Entries from an annotation dataset:
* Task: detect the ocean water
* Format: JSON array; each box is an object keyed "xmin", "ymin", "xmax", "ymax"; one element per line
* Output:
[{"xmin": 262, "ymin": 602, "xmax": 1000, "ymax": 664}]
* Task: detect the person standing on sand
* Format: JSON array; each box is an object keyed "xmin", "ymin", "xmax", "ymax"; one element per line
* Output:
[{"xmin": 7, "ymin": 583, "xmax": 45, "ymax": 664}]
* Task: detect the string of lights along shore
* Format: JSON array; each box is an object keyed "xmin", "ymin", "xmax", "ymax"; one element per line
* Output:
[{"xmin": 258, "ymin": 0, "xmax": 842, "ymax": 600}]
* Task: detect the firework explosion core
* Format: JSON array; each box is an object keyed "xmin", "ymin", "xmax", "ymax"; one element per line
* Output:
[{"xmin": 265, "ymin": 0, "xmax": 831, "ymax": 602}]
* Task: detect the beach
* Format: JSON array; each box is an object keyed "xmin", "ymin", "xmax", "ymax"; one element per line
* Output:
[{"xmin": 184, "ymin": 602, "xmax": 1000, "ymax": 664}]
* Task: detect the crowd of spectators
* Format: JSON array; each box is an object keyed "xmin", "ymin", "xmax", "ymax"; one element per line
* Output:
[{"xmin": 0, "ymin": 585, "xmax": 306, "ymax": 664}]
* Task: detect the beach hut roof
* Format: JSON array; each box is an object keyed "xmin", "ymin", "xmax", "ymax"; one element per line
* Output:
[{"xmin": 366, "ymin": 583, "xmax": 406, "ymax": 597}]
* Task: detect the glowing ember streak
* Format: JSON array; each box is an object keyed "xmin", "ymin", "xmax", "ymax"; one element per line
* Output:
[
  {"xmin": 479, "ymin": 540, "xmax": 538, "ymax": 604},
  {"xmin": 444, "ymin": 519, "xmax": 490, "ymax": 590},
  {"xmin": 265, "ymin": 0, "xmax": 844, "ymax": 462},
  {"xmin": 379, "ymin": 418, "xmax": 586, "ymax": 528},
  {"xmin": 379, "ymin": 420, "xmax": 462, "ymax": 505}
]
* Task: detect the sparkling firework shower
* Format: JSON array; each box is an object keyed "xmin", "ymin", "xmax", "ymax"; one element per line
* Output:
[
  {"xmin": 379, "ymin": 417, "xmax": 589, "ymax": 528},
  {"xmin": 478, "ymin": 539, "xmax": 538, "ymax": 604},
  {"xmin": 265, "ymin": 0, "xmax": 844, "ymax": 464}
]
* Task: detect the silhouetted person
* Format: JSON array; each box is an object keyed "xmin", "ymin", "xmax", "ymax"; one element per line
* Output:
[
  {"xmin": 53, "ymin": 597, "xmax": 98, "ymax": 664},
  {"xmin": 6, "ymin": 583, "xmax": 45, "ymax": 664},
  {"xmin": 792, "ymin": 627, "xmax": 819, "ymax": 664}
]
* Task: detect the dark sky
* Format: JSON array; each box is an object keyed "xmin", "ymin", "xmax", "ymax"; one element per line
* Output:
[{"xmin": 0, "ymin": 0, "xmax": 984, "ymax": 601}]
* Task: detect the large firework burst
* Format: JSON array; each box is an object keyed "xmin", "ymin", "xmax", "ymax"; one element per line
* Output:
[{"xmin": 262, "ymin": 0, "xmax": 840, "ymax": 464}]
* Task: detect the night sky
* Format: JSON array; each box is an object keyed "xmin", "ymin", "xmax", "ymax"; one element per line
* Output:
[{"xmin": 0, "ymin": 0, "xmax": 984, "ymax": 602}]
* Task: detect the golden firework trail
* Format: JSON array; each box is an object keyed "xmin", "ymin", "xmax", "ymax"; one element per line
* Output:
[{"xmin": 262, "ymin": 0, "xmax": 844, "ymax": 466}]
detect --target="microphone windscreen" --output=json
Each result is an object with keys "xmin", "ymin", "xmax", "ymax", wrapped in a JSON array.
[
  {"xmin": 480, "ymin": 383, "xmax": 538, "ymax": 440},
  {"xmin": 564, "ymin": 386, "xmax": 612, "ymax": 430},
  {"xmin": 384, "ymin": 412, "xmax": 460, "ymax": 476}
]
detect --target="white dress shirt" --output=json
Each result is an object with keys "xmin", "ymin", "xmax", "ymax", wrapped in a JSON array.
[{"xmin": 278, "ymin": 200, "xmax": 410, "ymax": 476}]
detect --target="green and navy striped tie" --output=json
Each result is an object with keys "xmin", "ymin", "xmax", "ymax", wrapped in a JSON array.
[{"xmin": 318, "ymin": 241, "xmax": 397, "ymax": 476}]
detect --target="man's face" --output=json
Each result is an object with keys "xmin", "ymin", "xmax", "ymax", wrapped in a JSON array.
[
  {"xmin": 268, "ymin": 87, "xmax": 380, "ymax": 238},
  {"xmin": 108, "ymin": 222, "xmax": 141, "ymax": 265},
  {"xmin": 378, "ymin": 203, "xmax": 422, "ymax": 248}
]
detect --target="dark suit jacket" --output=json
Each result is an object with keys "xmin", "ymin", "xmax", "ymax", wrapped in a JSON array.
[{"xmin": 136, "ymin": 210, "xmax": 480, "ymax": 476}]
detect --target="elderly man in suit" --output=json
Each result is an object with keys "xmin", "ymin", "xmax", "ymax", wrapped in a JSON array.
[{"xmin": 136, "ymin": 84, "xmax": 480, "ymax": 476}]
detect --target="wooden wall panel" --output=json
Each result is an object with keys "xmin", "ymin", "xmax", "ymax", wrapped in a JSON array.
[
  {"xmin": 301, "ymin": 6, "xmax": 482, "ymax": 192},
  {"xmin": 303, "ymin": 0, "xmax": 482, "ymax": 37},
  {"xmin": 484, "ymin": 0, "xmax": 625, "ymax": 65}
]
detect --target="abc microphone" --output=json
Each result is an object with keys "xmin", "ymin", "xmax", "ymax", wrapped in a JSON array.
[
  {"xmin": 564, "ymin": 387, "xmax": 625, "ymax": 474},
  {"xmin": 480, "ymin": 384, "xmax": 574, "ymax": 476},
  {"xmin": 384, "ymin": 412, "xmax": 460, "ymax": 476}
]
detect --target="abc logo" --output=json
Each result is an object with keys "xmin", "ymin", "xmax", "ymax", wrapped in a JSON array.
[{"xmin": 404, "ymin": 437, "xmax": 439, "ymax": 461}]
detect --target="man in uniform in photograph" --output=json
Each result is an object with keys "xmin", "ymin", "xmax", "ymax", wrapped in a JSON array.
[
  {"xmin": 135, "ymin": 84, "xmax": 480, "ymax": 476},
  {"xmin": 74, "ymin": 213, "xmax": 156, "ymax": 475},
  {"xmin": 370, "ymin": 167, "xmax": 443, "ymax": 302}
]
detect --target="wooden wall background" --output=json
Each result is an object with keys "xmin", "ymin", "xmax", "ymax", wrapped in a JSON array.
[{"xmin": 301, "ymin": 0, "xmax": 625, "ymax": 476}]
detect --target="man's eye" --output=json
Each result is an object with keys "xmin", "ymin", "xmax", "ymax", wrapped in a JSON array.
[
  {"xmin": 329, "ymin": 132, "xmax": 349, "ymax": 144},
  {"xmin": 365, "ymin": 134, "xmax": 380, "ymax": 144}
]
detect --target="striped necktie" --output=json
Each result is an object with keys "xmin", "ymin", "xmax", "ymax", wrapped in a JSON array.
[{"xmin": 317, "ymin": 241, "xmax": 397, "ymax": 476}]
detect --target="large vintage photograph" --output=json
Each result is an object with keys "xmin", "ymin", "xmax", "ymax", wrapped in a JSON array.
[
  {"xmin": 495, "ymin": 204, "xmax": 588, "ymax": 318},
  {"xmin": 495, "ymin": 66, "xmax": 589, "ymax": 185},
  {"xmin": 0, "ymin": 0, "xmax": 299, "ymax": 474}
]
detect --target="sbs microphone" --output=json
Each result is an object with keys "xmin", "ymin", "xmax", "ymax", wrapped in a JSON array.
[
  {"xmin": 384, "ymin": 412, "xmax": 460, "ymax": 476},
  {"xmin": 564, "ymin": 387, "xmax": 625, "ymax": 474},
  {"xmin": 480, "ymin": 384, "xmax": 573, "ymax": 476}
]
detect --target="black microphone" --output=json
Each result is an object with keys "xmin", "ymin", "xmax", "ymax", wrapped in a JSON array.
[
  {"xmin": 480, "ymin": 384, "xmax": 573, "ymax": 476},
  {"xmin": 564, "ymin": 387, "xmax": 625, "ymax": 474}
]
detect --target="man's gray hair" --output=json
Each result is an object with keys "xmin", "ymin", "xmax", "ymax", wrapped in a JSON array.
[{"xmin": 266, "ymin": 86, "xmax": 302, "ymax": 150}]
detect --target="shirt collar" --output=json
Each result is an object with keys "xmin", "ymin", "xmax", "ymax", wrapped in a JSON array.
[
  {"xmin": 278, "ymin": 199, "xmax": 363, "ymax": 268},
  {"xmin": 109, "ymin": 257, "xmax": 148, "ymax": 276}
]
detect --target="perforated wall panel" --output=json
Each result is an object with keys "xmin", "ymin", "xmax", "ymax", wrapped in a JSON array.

__Problem__: Find every line in the entries above that contains the word "person", and copy each such line.

__Output__:
* Task: detect the person standing on sand
* Task: detect the silhouetted person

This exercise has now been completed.